* _Referring expression pointing data_

========

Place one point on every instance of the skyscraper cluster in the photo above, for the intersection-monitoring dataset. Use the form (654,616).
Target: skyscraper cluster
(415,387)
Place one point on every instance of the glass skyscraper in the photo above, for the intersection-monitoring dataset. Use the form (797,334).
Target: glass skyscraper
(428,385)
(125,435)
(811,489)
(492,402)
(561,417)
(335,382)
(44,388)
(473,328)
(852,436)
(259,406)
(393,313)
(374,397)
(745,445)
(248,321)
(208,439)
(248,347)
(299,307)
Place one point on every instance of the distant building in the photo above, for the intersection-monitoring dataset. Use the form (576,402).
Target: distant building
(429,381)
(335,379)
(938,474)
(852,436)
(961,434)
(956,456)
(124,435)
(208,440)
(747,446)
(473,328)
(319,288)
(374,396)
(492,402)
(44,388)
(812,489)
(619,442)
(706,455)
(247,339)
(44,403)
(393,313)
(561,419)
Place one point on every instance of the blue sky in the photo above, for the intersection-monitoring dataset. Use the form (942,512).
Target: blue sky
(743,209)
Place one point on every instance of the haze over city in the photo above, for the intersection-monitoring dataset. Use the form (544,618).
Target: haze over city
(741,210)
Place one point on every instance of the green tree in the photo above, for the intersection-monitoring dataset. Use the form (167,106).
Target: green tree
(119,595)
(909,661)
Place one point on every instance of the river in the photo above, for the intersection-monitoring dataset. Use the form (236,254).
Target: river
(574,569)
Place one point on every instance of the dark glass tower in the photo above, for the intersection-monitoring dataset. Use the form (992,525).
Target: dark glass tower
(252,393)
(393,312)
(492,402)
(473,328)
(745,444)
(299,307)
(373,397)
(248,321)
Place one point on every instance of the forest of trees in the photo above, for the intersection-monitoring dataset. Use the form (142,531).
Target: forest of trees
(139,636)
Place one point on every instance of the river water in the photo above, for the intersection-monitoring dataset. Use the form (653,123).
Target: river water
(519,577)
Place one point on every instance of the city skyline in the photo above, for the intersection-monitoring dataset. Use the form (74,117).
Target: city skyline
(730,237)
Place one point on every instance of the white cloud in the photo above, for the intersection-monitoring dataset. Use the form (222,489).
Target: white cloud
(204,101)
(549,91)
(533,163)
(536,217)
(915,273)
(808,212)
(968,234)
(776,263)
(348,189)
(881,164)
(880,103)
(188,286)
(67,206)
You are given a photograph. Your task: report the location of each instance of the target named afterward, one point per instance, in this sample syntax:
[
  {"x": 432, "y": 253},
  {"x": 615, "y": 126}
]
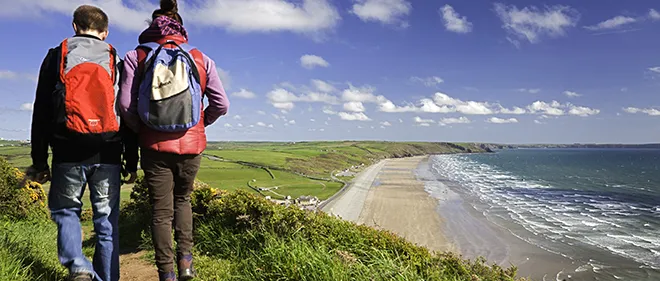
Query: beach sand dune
[{"x": 398, "y": 202}]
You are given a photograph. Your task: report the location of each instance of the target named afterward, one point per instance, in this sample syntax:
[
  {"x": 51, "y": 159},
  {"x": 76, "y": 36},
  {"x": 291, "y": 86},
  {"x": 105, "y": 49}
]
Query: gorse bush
[
  {"x": 265, "y": 236},
  {"x": 240, "y": 236},
  {"x": 20, "y": 199}
]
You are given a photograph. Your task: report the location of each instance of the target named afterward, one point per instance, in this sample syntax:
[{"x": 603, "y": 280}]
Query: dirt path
[{"x": 134, "y": 268}]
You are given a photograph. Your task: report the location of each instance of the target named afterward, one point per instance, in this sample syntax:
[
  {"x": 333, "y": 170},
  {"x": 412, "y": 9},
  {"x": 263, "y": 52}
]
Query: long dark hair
[{"x": 168, "y": 8}]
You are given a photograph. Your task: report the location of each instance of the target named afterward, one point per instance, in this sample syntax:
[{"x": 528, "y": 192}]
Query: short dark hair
[{"x": 87, "y": 17}]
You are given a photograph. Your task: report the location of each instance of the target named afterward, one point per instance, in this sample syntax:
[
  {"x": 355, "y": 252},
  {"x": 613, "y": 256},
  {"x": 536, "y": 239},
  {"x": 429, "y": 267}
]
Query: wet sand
[
  {"x": 398, "y": 203},
  {"x": 403, "y": 196}
]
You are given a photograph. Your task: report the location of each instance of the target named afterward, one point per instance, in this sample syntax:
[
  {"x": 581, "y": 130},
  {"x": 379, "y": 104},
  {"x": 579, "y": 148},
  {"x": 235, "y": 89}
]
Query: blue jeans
[{"x": 64, "y": 200}]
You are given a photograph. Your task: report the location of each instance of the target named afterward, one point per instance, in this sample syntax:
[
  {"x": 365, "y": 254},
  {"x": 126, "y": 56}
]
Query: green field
[
  {"x": 292, "y": 164},
  {"x": 238, "y": 234}
]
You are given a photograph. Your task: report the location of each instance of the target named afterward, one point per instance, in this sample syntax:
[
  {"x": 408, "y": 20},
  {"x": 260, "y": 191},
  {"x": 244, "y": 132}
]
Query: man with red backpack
[{"x": 75, "y": 115}]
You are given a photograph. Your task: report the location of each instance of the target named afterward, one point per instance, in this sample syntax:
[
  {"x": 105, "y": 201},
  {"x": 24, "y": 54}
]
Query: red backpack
[{"x": 86, "y": 99}]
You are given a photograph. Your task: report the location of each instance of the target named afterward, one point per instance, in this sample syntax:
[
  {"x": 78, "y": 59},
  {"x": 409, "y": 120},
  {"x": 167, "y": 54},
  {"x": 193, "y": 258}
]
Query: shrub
[
  {"x": 263, "y": 235},
  {"x": 20, "y": 199}
]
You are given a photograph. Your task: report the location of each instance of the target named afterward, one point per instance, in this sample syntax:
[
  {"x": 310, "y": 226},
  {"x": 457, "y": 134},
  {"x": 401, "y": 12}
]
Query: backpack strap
[
  {"x": 64, "y": 50},
  {"x": 113, "y": 64},
  {"x": 198, "y": 57},
  {"x": 144, "y": 50}
]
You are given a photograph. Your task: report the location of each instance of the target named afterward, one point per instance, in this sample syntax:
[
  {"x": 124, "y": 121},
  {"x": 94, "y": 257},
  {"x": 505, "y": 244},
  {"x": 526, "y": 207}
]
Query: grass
[
  {"x": 12, "y": 267},
  {"x": 241, "y": 236},
  {"x": 33, "y": 245},
  {"x": 287, "y": 160}
]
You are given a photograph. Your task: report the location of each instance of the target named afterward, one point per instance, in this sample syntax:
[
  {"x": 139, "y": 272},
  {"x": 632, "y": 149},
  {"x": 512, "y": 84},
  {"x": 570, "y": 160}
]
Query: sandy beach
[
  {"x": 403, "y": 196},
  {"x": 388, "y": 196}
]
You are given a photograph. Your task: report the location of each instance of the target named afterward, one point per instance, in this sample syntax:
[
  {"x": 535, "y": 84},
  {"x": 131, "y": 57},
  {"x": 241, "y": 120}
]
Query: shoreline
[
  {"x": 389, "y": 196},
  {"x": 402, "y": 195}
]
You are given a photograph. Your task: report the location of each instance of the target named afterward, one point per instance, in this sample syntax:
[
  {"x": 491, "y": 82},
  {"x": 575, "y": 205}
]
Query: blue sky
[{"x": 511, "y": 71}]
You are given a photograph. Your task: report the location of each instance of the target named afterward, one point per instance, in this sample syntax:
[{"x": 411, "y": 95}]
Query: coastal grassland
[
  {"x": 241, "y": 236},
  {"x": 231, "y": 165}
]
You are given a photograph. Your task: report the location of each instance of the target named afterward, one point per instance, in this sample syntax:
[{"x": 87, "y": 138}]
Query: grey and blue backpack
[{"x": 170, "y": 91}]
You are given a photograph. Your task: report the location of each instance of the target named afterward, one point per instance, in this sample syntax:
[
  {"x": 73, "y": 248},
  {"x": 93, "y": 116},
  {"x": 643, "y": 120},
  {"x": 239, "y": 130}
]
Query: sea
[{"x": 598, "y": 208}]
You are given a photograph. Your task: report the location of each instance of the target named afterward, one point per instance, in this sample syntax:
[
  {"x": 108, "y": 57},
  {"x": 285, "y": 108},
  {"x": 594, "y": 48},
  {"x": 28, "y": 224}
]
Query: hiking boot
[
  {"x": 80, "y": 276},
  {"x": 166, "y": 276},
  {"x": 186, "y": 270}
]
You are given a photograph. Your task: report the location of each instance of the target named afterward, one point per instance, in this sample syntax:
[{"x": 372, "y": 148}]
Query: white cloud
[
  {"x": 572, "y": 94},
  {"x": 473, "y": 107},
  {"x": 460, "y": 120},
  {"x": 649, "y": 111},
  {"x": 329, "y": 111},
  {"x": 465, "y": 107},
  {"x": 515, "y": 111},
  {"x": 323, "y": 86},
  {"x": 355, "y": 116},
  {"x": 532, "y": 24},
  {"x": 389, "y": 107},
  {"x": 283, "y": 99},
  {"x": 582, "y": 111},
  {"x": 429, "y": 106},
  {"x": 421, "y": 120},
  {"x": 428, "y": 81},
  {"x": 612, "y": 23},
  {"x": 312, "y": 61},
  {"x": 361, "y": 94},
  {"x": 557, "y": 109},
  {"x": 383, "y": 11},
  {"x": 553, "y": 108},
  {"x": 244, "y": 94},
  {"x": 654, "y": 15},
  {"x": 453, "y": 21},
  {"x": 496, "y": 120},
  {"x": 354, "y": 106},
  {"x": 531, "y": 91},
  {"x": 27, "y": 106}
]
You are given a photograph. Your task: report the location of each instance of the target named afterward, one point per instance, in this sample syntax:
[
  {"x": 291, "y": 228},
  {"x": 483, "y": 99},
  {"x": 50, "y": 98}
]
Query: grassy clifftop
[
  {"x": 240, "y": 236},
  {"x": 231, "y": 165}
]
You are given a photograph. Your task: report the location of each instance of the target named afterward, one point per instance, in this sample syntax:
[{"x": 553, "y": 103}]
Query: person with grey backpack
[{"x": 161, "y": 98}]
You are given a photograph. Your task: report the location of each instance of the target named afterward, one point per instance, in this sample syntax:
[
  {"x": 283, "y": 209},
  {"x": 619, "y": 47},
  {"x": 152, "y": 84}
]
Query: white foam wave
[{"x": 596, "y": 220}]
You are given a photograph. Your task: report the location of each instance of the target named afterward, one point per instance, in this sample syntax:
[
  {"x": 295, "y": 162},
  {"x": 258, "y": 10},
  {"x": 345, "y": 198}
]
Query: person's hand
[
  {"x": 132, "y": 177},
  {"x": 43, "y": 177},
  {"x": 38, "y": 176}
]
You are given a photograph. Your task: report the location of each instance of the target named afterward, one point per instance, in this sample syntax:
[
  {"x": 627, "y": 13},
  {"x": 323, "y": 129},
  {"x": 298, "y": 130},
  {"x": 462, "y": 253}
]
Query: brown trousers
[{"x": 170, "y": 179}]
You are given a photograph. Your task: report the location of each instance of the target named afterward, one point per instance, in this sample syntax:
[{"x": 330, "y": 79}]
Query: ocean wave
[{"x": 542, "y": 209}]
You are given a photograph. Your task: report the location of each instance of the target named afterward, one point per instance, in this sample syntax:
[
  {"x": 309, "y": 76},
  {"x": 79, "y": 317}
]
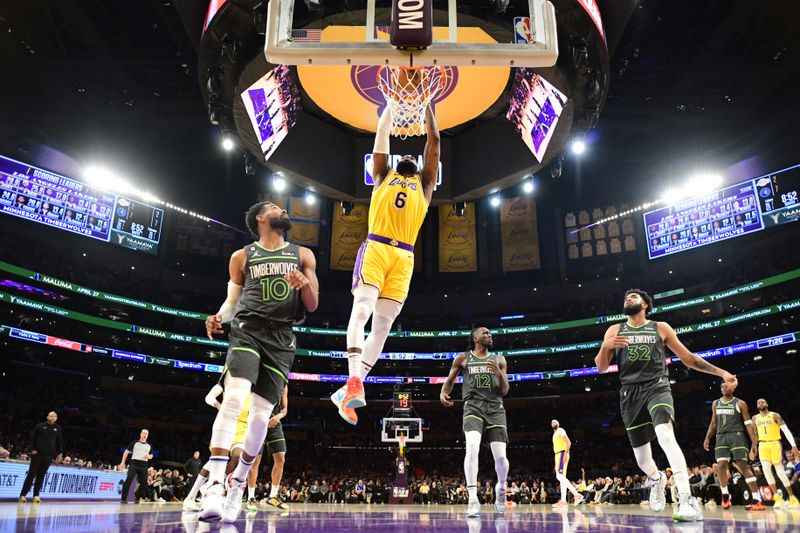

========

* _Brief_
Up to and including the line with "Place one point on every instance of the glass", please return the records exactly, beginning from their first line.

* _Task answer_
Place one point on every instance of the skyscraper cluster in the photo above, for the intersection-monitoring dataset. Use the form (654,616).
Target: skyscraper cluster
(415,387)
Place one point on every instance of the glass skyscraper in the photo above, for the intersection-monitoring dataset. Use the form (797,334).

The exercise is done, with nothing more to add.